(Pointing dataset excerpts)
>>>>>

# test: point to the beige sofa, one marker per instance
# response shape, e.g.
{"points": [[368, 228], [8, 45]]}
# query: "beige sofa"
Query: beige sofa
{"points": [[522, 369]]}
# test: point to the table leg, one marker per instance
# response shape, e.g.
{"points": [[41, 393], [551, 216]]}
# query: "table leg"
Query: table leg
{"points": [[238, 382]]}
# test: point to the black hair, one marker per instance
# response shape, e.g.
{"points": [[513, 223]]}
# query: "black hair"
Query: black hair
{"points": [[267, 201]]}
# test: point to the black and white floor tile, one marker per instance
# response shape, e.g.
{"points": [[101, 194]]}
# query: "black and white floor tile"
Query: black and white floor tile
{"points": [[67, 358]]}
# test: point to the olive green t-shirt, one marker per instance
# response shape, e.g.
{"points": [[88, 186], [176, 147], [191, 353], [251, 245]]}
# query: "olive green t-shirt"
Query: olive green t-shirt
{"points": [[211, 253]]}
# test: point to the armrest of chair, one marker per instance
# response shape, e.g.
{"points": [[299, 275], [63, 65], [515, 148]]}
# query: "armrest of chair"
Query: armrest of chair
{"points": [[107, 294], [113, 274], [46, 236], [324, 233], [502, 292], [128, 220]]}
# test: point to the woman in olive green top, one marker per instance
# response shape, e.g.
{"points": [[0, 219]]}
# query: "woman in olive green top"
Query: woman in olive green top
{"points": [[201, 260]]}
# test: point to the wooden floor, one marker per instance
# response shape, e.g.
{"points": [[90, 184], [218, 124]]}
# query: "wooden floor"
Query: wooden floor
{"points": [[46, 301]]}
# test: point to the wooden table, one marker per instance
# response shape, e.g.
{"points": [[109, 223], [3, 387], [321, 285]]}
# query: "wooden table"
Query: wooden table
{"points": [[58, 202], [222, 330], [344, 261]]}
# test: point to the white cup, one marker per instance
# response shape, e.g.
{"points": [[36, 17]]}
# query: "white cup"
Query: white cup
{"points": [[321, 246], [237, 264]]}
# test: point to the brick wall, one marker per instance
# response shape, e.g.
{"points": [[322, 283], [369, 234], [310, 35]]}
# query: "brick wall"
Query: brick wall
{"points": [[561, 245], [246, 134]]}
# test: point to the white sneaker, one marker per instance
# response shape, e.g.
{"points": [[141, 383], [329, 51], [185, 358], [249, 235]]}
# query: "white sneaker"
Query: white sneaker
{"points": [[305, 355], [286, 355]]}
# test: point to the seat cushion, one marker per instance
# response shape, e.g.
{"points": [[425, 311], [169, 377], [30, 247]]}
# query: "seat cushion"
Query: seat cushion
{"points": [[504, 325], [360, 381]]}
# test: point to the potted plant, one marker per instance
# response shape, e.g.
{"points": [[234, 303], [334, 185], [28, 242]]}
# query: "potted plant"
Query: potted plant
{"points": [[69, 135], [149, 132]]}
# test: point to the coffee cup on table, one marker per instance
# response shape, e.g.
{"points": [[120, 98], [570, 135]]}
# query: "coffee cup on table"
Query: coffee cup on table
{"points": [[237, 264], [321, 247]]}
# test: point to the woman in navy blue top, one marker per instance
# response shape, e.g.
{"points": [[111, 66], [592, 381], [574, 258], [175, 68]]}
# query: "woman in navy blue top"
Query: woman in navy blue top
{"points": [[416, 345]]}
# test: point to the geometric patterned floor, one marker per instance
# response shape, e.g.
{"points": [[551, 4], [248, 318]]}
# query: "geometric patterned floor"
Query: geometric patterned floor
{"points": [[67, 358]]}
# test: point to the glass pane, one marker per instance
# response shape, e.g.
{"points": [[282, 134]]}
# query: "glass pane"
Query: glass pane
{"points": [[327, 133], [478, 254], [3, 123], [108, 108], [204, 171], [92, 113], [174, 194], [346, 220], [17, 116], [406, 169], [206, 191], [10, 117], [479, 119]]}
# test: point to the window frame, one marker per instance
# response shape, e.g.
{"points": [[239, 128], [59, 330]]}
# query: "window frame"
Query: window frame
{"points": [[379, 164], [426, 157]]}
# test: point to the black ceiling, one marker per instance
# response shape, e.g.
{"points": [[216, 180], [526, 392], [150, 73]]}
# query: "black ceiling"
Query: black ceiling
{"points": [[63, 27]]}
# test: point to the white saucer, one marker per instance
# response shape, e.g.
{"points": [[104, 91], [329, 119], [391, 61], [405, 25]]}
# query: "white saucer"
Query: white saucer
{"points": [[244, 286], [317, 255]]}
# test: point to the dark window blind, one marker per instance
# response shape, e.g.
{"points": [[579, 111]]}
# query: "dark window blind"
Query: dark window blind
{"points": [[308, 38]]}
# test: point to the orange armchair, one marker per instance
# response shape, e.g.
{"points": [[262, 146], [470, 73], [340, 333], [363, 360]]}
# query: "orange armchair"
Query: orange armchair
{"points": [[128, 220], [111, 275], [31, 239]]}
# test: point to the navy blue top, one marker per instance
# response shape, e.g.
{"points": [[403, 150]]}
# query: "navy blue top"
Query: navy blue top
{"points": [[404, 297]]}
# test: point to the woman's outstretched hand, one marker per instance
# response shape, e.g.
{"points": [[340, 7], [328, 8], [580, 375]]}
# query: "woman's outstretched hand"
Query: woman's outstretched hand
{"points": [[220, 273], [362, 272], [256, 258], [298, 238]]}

<<<<<

[Your instructions] Print the records above exactly as they appear.

[Result for this exercise]
# test: point to the beige sofa, one marker per instance
# response shape, e.g.
{"points": [[368, 228], [8, 45]]}
# query: "beige sofa"
Query: beige sofa
{"points": [[522, 369]]}
# test: point to the table leg, one marker per instance
# response shape, e.g.
{"points": [[41, 393], [551, 216]]}
# query: "table leg"
Query: table leg
{"points": [[238, 382]]}
# test: point to the black hair, one marker per instance
# response shape, e.g.
{"points": [[513, 223]]}
# query: "black hair"
Query: black hair
{"points": [[267, 201]]}
# test: point to the black and white floor tile, one marker per instance
# response shape, e.g.
{"points": [[101, 194]]}
# query: "black and white floor tile"
Query: black and white floor tile
{"points": [[67, 358]]}
# test: point to the olive green t-shirt, one marker per instance
# response shape, e.g.
{"points": [[88, 186], [176, 147], [191, 353], [251, 245]]}
# query: "olive green t-shirt"
Query: olive green t-shirt
{"points": [[211, 253]]}
# test: point to the armrest of chair, one marker per instance
# response shape, e.g.
{"points": [[299, 275], [63, 65], [515, 148]]}
# query: "armrest of chair"
Query: armrest of chair
{"points": [[107, 294], [113, 274], [46, 236], [324, 233], [502, 292], [128, 220]]}
# test: point to the woman in olive green top, one marker per instance
# response shape, e.g.
{"points": [[0, 219]]}
# query: "woman in olive green top"
Query: woman in olive green top
{"points": [[201, 260]]}
# test: point to the wooden floor, one marker per instance
# response shape, e.g.
{"points": [[90, 184], [218, 124]]}
# query: "wooden floor"
Query: wooden floor
{"points": [[46, 301]]}
# test: point to the wooden table, one marker per instance
# response shape, e.g.
{"points": [[109, 223], [3, 387], [321, 285]]}
# query: "wooden table"
Query: wooden table
{"points": [[58, 202], [222, 330], [344, 261]]}
# test: point to the white cup, one marker per instance
# response shape, e.g.
{"points": [[36, 17]]}
# query: "white cup"
Query: white cup
{"points": [[321, 246], [237, 264]]}
# test: point to the brick wall, one marker per instance
# response shape, e.g.
{"points": [[322, 283], [369, 234], [310, 35]]}
# query: "brick wall"
Query: brick wall
{"points": [[561, 245], [246, 134]]}
# test: point to the white sneaker, one marker per instance
# response shape, e.g.
{"points": [[141, 383], [329, 51], [185, 358], [249, 235]]}
# query: "white sneaker"
Query: white sneaker
{"points": [[305, 355], [286, 355]]}
# test: point to the seat cushion, one marker per instance
# response shape, e.g.
{"points": [[425, 311], [169, 377], [30, 247]]}
# query: "seat cushion"
Query: seat cushion
{"points": [[504, 325], [360, 381]]}
# test: point to the potted plant, one marker per instance
# response shape, e.g.
{"points": [[234, 303], [334, 185], [28, 242]]}
# query: "potted plant"
Query: potted plant
{"points": [[69, 135], [149, 132]]}
# test: point to the coffee cup on table, one marker per instance
# response shape, e.g.
{"points": [[120, 98], [570, 135]]}
# query: "coffee cup on table"
Query: coffee cup on table
{"points": [[237, 264], [321, 247]]}
# test: point to the woman in navy blue top, one marker per instance
# response shape, e.g.
{"points": [[111, 66], [592, 381], [574, 258], [175, 68]]}
# query: "woman in navy blue top"
Query: woman in navy blue top
{"points": [[416, 345]]}
# test: point to the geometric patterned floor, one marker per instance
# response shape, e.g.
{"points": [[551, 4], [248, 318]]}
# query: "geometric patterned floor"
Query: geometric patterned floor
{"points": [[67, 358]]}
# test: point to the glass pane, one marker per instance
# response shape, e.g.
{"points": [[282, 134]]}
# query: "glass pane"
Query: glass pane
{"points": [[327, 133], [478, 254], [3, 123], [108, 108], [204, 171], [92, 113], [174, 194], [346, 220], [17, 116], [406, 169], [206, 191], [10, 117], [479, 119]]}
# test: point to the window frame, one marker per instance
# response shape, e.g.
{"points": [[239, 128], [59, 330]]}
# query: "window frame"
Query: window frame
{"points": [[379, 164], [426, 157]]}
# test: point to the black ceiling, one marker per instance
# response shape, e.g.
{"points": [[216, 180], [526, 392], [150, 73]]}
# query: "black ceiling"
Query: black ceiling
{"points": [[63, 27]]}
# test: point to the white saucer, one marker per instance
# response shape, e.g.
{"points": [[104, 91], [329, 119], [391, 61], [405, 25]]}
# query: "white saucer"
Query: white saucer
{"points": [[244, 286], [317, 255]]}
# test: point to the dark window blind, one marker per instance
# response shape, e.g.
{"points": [[579, 111]]}
# query: "dark window blind"
Query: dark window blind
{"points": [[308, 38]]}
# test: point to the orange armchair, one marker per instance
# response shape, e.g.
{"points": [[262, 146], [470, 73], [340, 333], [363, 360]]}
# query: "orange armchair"
Query: orange armchair
{"points": [[128, 220], [111, 275], [31, 239]]}
# test: point to the navy blue top, one marker per instance
# response shape, e.g.
{"points": [[403, 150]]}
# query: "navy blue top"
Query: navy blue top
{"points": [[404, 297]]}
# test: point to the woman's outstretched hand, one marker per instance
# response shape, e.g.
{"points": [[340, 7], [328, 8], [580, 375]]}
# query: "woman's outstretched hand"
Query: woman's outstretched hand
{"points": [[220, 273], [362, 272], [256, 258], [298, 238]]}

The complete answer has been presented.